- _TEXT BLOCK_:

Ondenc is a white French wine grape found predominantly in the Gaillac region of southwest France. In the 19th century, it was a popular planting in Bordeaux but fell out of favor following the phylloxera epidemic due to poor yields and sensitivity to grape disease, though is still one of the seven white varieties permitted in Bordeaux. Prior to falling out of favor, vine cuttings were brought from Bordeaux to Australia where the grapes became known under the synonyms of Irvine's White in Victoria and Sercial in South Australia. The Australian grapes weren't identified as Ondenc till 1976 when French ampelographer Paul Truel identified the vine while visiting Australia. Today, the grape is nearly extinct in Australia except for a small amount of plantings in Victoria used in sparkling wine production.

==History==
The grape is believed to have originated in southwestern France and at its peak production it was grown as far north as the Côtes-de-Blaye region and as far south as the foothills of the Pyrenees. In the early 19th century, Ondenc vines were taken to the Cognac region where the grape was known as Blanc Sélection Carrière. From Cognac, cuttings spread to California and Portugal. Ondenc cuttings, known as Blanc Select, were also among the grape varieties that James Busby brought to Australia in 1832. At the turn of the 20th century, plantings of Ondenc declined worldwide and in France it was soon limited to the Gaillac region and the Appellation d'origine contrôlée (AOC) regions of Bergerac, Côtes de Duras and Montravel.

==Wine==
The Ondenc grape can produce a highly perfumed, full-bodied wine. It is also high in acidity which lends itself well to the production of sparkling wine.

==Synonyms==
Synonyms of Ondenc include Austenq, Béquin, Bergeracois, Blanc de Gaillac, Blanc Select, Blanc Selection Carrière, Blanquette, Blanquette Sucrée, Chaloche, Chalosse, Cu de Brecherou, Doudant Blanc, Doundent, Dourec, Dourech, Fronsadais, Gaillac, Irvine's White, Mauzac, Œil de Tour, Ondain, Ondainc, Ondent, Ondin, Oundenc, Oundenq, Oustenc, Oustenq, Oustenque, Piquepout de Moissac, Plant de Gaillac, Prendiou, Prentiou, Primai, Primaic, Primard, Printiou, Riverain, Sable Blanc, Semis Blanc, Sencit Blanc, Sensit Blanc, and Sercial.

- _TASKS TO CARRY OUT_:
a. Quote the Ondenc passage from "Ondenc is a" up to and including "sparkling wine production.".
b. Answer these questions using the Ondenc passage.
(i) In what year did James Busby bring Ondenc cuttings to Australia?
(ii) Which French ampelographer identified the Australian vines as Ondenc?
(iii) What quality of the grape suits it to sparkling wine production?

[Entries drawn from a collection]

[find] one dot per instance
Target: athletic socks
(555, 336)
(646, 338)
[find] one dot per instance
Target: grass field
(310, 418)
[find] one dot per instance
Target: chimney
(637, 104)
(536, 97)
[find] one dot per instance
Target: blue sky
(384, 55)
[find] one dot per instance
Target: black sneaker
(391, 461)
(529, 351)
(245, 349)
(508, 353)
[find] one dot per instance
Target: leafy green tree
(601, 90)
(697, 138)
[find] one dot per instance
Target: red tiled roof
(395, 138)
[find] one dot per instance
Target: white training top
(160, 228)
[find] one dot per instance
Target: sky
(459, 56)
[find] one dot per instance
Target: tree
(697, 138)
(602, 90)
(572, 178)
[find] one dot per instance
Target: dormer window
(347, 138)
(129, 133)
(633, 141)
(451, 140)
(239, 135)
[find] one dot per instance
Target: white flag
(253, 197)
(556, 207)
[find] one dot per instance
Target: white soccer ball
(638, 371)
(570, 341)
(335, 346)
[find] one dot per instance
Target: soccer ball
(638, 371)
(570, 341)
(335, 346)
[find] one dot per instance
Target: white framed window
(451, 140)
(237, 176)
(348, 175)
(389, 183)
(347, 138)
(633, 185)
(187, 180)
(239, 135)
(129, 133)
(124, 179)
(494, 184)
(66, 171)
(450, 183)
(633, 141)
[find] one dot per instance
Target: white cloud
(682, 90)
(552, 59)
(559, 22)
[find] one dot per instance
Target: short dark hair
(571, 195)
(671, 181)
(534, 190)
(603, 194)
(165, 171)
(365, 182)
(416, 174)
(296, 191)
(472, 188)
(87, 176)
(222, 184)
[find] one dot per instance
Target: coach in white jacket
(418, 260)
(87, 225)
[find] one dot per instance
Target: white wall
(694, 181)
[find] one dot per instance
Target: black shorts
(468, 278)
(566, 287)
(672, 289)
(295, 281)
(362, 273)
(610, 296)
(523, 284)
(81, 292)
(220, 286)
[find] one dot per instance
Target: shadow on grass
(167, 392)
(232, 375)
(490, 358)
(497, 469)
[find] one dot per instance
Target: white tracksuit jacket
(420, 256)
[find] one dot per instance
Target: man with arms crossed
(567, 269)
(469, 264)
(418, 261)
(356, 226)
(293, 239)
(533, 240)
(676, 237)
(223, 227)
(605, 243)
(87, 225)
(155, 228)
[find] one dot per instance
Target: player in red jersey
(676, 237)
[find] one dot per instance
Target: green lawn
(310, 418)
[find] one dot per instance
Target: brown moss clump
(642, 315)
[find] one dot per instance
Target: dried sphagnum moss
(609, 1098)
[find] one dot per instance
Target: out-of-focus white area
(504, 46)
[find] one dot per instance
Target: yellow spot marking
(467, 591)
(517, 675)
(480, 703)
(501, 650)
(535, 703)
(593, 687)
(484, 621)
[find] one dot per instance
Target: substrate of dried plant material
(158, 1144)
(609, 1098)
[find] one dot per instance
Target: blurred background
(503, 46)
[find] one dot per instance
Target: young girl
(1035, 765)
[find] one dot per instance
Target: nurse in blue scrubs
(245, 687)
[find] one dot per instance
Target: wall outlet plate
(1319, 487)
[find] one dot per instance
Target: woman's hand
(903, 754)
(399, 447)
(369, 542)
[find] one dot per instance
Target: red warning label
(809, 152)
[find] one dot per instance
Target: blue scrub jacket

- _SOLUTIONS BELOW_:
a.
Ondenc is a white French wine grape found predominantly in the Gaillac region of southwest France. In the 19th century, it was a popular planting in Bordeaux but fell out of favor following the phylloxera epidemic due to poor yields and sensitivity to grape disease, though is still one of the seven white varieties permitted in Bordeaux. Prior to falling out of favor, vine cuttings were brought from Bordeaux to Australia where the grapes became known under the synonyms of Irvine's White in Victoria and Sercial in South Australia. The Australian grapes weren't identified as Ondenc till 1976 when French ampelographer Paul Truel identified the vine while visiting Australia. Today, the grape is nearly extinct in Australia except for a small amount of plantings in Victoria used in sparkling wine production.

b.
(i) 1832
(ii) Paul Truel
(iii) Its high acidity